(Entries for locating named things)
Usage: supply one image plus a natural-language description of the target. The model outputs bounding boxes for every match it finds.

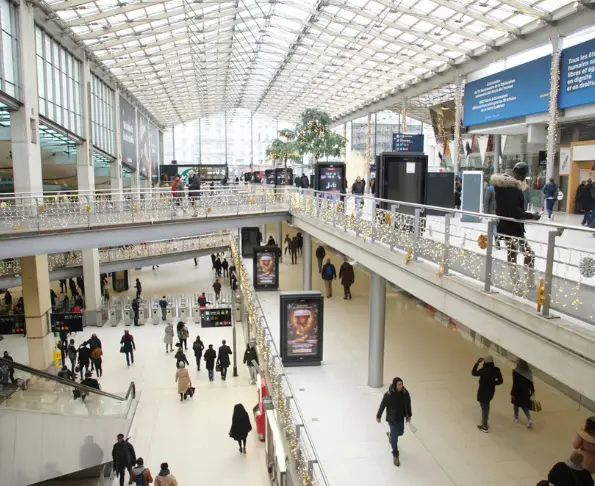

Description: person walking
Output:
[159,295,167,322]
[471,354,504,434]
[131,295,140,327]
[192,336,205,371]
[217,339,233,381]
[539,451,594,486]
[130,457,153,486]
[339,258,355,300]
[321,258,337,299]
[510,358,535,429]
[543,178,559,219]
[176,361,192,401]
[376,376,413,466]
[78,343,91,380]
[213,279,221,300]
[163,322,174,353]
[135,278,143,299]
[120,330,136,366]
[316,245,326,273]
[155,462,178,486]
[572,416,595,474]
[244,344,259,384]
[112,434,136,486]
[229,403,252,454]
[176,321,189,351]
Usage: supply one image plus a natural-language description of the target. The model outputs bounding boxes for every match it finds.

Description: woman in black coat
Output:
[510,359,535,429]
[229,403,252,454]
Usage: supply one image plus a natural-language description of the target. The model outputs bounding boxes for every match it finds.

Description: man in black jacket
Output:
[471,354,504,434]
[490,162,541,288]
[112,434,136,486]
[376,377,413,466]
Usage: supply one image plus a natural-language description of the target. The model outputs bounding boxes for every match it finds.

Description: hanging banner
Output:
[138,113,151,178]
[149,123,159,182]
[120,98,138,170]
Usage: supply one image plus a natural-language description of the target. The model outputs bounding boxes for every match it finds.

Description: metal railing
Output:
[0,231,230,277]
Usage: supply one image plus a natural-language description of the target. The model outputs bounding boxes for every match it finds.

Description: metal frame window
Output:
[91,74,116,155]
[35,25,84,136]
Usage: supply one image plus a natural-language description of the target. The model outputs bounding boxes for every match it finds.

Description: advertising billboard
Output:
[280,292,324,366]
[253,246,279,290]
[558,39,595,108]
[463,56,552,126]
[394,133,424,152]
[149,123,159,182]
[120,98,138,170]
[138,113,151,177]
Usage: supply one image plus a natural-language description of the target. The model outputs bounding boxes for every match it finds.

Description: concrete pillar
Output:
[303,233,312,290]
[368,272,386,388]
[10,2,43,196]
[275,221,283,261]
[21,255,55,370]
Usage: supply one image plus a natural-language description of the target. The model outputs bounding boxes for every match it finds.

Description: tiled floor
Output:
[0,257,268,486]
[259,222,592,486]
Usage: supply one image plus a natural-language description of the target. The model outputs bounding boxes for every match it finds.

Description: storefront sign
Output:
[463,56,552,126]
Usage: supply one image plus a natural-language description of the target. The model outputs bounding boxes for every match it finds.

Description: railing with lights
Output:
[0,231,230,277]
[290,190,595,324]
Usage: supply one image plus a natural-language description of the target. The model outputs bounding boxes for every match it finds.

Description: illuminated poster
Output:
[280,292,324,366]
[253,246,279,290]
[138,113,151,178]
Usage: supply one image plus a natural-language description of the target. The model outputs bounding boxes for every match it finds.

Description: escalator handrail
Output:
[0,357,136,402]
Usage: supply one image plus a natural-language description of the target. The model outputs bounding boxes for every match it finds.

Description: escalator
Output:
[0,358,138,486]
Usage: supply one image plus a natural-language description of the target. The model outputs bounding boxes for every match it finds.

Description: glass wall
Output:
[91,74,116,155]
[0,0,21,99]
[35,26,83,136]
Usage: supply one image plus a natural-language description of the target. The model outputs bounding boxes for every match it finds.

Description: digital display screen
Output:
[200,307,232,327]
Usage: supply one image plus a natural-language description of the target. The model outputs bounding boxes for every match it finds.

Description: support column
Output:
[368,272,386,388]
[493,135,502,174]
[452,75,463,175]
[275,221,283,262]
[21,255,54,370]
[303,233,312,290]
[545,37,560,180]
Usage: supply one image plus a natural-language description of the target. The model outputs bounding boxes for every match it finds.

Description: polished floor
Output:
[0,257,268,486]
[259,226,592,486]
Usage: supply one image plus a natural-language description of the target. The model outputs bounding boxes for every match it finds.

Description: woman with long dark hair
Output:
[229,403,252,454]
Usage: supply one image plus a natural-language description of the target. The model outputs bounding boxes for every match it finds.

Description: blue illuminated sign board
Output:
[558,39,595,108]
[463,56,552,126]
[393,133,424,153]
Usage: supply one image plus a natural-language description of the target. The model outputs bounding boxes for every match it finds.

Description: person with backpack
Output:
[376,377,413,466]
[316,245,326,273]
[130,457,153,486]
[205,344,217,381]
[321,258,337,299]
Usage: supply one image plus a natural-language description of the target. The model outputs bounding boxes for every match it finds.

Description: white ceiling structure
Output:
[38,0,590,125]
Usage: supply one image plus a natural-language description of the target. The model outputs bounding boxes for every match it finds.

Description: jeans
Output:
[479,402,490,427]
[513,405,531,420]
[388,419,405,457]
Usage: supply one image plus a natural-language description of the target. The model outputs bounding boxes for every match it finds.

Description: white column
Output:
[10,2,43,196]
[368,272,386,388]
[545,37,560,180]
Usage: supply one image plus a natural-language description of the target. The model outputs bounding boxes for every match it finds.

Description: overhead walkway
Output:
[0,358,138,486]
[0,231,231,288]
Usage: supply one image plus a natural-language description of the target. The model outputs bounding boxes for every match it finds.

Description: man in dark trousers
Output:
[339,258,355,300]
[471,354,504,434]
[112,434,136,486]
[217,339,232,381]
[316,245,326,273]
[376,377,412,466]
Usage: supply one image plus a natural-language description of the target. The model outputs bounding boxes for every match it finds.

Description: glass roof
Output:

== Given exercise ==
Locate every line in the records that contains the word "white", treating uppercase and lowercase letters as distinct, and copy each such line.

== Task answer ==
Description: white ceiling structure
Description: white column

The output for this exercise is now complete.